Given request.
Rewrite the material below as a numbered list, one line per number, and drop any blank lines.

Supplied records.

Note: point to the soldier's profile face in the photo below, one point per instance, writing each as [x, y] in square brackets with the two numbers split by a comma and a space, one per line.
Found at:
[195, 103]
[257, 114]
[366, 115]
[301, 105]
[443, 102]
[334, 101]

The result.
1. Note: point to the soldier's profile face in the photo below, one point per instance, writing each as [x, y] in square brackets with the two numbers split by a comma and a space, one per line.
2. Found at:
3. [195, 103]
4. [257, 114]
5. [366, 115]
6. [301, 105]
7. [443, 102]
8. [334, 101]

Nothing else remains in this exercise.